Excerpted text »

Begin

We did think long and hard before buying a motorhome. Getting a caravan was another possibility. Many years ago I used to have a static caravan. It was on a site in Lancashire, not far from Lytham St Annes and it was a nice relaxing place. There were no amenities such as a bar or restaurant but there were many good walks along the estuary and it was a short drive or bus ride into Lytham where there were, and still are, many lovely restaurants and bars.
Probably the thing I used to really like about it was how much it reminded me of the many family holidays we used to have as a child. We always stayed in a caravan in places not too far away like Blackpool, Morecambe, Rhyll, Prestatyn or sometimes we’d go further afield to the east coast of England. My mother always arranged those trips. We didn’t have a car so we would travel on a coach. There was mum, dad, me and my brother and Bob, our old dog. Bob was always a bit of an attraction to the other kids on the bus and we were always proud to tell them that Bob was ours. Frequently on those trips, Bob, who was not a good traveller would throw up. Then we disowned the dog and pretended he was nothing to do with us. Mum, who came armed for every eventuality always had some cloths ready to clean up the mess although once I remember her going forward to the driver who stopped and produced a mop and bucket from somewhere which she took from him and expertly mopped up.
Today I can still remember the smell of the calor gas stove. The thrill of renting a bicycle that was much better than my old tatty bike back home and racing round the camp. Sleeping in bunk beds and fish and chips for tea from the camp chippy.
My last caravan was really pretty well laid out. It had a central lounge, kitchen and dining area. At one end was the guest bedroom and small toilet, at the other end was the master bedroom with a connecting door to the pretty spacious bathroom and toilet. There was a nice garden and a shed where we kept our lawn mower and outside table and chairs. When I eventually sold the van there was a clause in the contract which said I could only sell back to the camping site unless I removed it and the price was much less than I thought it was worth. The only alternative was to take the van away. To do that would involve hiring someone to move it and then, move it where? I would have had to have found another site and pay the usual costs, transport of the van, new site fees, site tax and so on. After some haggling I gave in and sold the van to the site owner. Funnily enough, only today I read a blog about caravanning calling caravan site owners the New Robber Barons of the 21st century!
In England, motorhome owners have no choice except to stop at private camping sites, all of whom charge fees, some fair, some not so fair. One thing we have started doing is stopping for the night at pubs that allow campervans to park in their grounds free as long as you use the pub facilities, buy beer and food which I have always been happy to do.
In France, there are many free parking sites for motorhomes. Most are municipally owned with small charges for emptying your toilet and filling up with drinking water and I must tell you this story about one particular parking site and Bob the dog which I know I’ve told in an earlier post but it seems to fit in so well here. A few years ago, Liz and I were motoring through France in our motorhome and we stopped in a pretty big town where they had a large municipal stopover for motorhomes.

End

Problem statement » Please write what comes next in the caravan and motorhome text, starting after its final sentence. The rows have no connection to the caravan and motorhome text.

Rows »
Begin

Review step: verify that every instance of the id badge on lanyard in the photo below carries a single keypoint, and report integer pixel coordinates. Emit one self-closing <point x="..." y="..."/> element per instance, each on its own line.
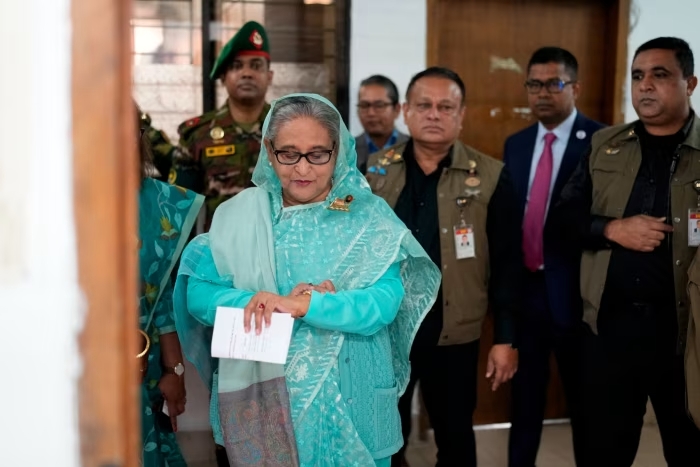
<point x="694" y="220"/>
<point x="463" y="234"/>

End
Begin

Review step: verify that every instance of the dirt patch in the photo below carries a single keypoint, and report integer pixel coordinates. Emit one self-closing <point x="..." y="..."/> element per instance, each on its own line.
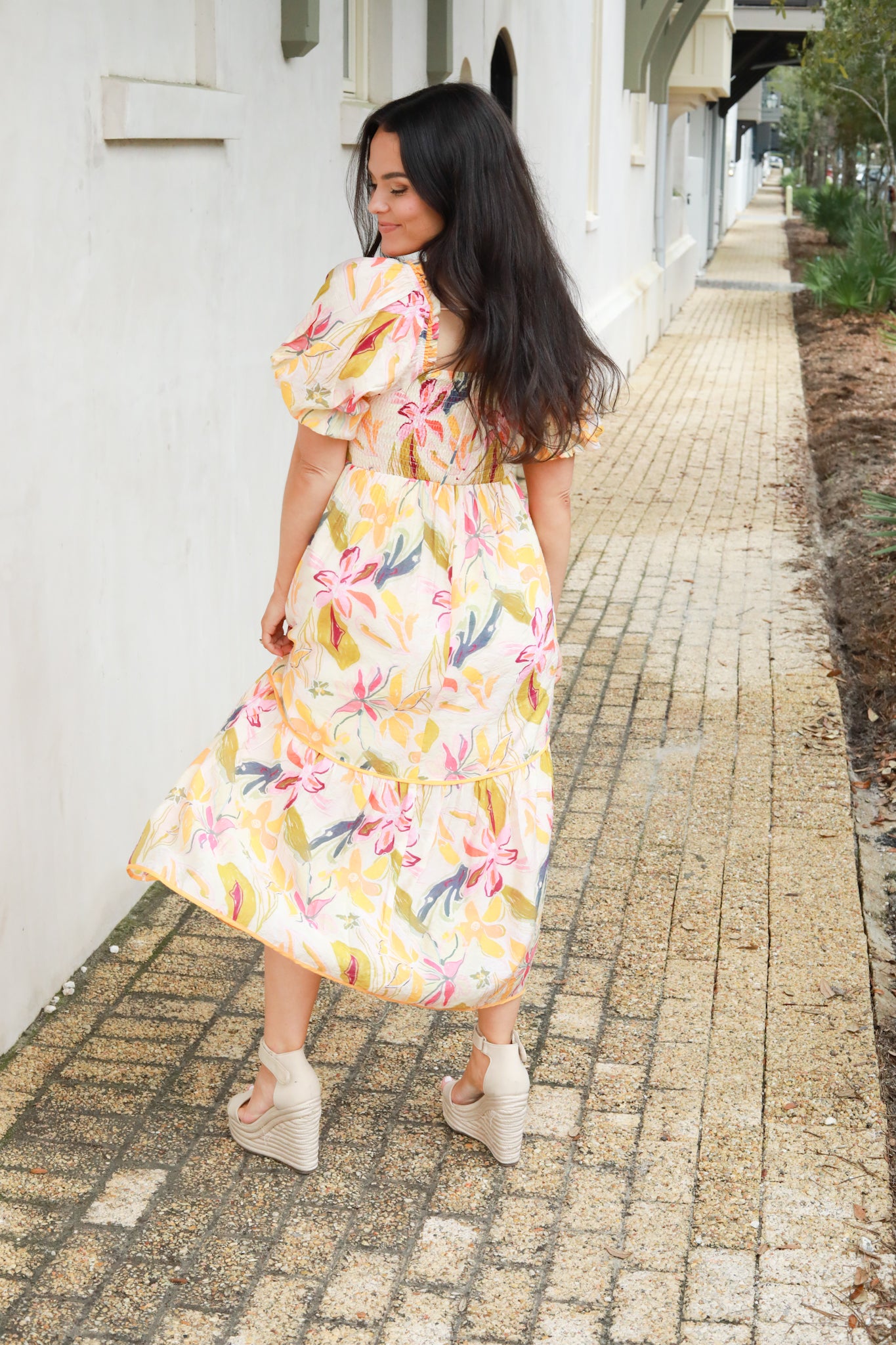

End

Final result »
We found ourselves a spot in this busy place and the parking bays backed onto a grassy area with picnic tables. It was really quite a lovely spot. Liz began to sort out our food while I took plates and cutlery over to the table. As I approached, I had a sort of odd feeling that something was about to happen and there was a really friendly dog who greeted me like a long lost friend. He wasn’t jumping up or anything but he was pleased to see me. Anyway, we brought the food and wine over and sat down and the dog sat just by me.
I looked at the dog and held out my hand and said ‘Gimme your paw’ just like I used to say to Bob our old family dog. Now I’m not sure what I expected to happen but the dog gave me a doggy smile and placed his paw in my hand, just like old Bob used to do. It was rather satisfying to have the dog there by my side while we ate. Occasionally I slipped him some food just like I used to do with old Bob. Later when I took the plates and things back inside the van, the dog was nowhere to be seen. He had vanished into the warm evening and I wondered whether it really had been Bob, reincarnated and come back to check on his old master.
Just writing about these things has got me all geared up ready for our future trip. Driving is a pain in the neck these days in places like busy Manchester. On the much quieter roads of the Loire for instance, driving is still a pleasure. I look forward to chugging along watching for the road signs and the names of the French towns. I like the quiet stopping places and the peaceful aires where we can stay for the night. I like too the sleepy French villages and the small markets where we buy local bread and cheeses. Of course, who can forget those wonderful restaurants and eating in the open air. The small starters of cold meats and crudités. The appetising mains, le plat de jour and the cheese course. The glass of rosé to start with and the pichet of vin rouge.
Hopefully, I’ll be seeing all those again soon.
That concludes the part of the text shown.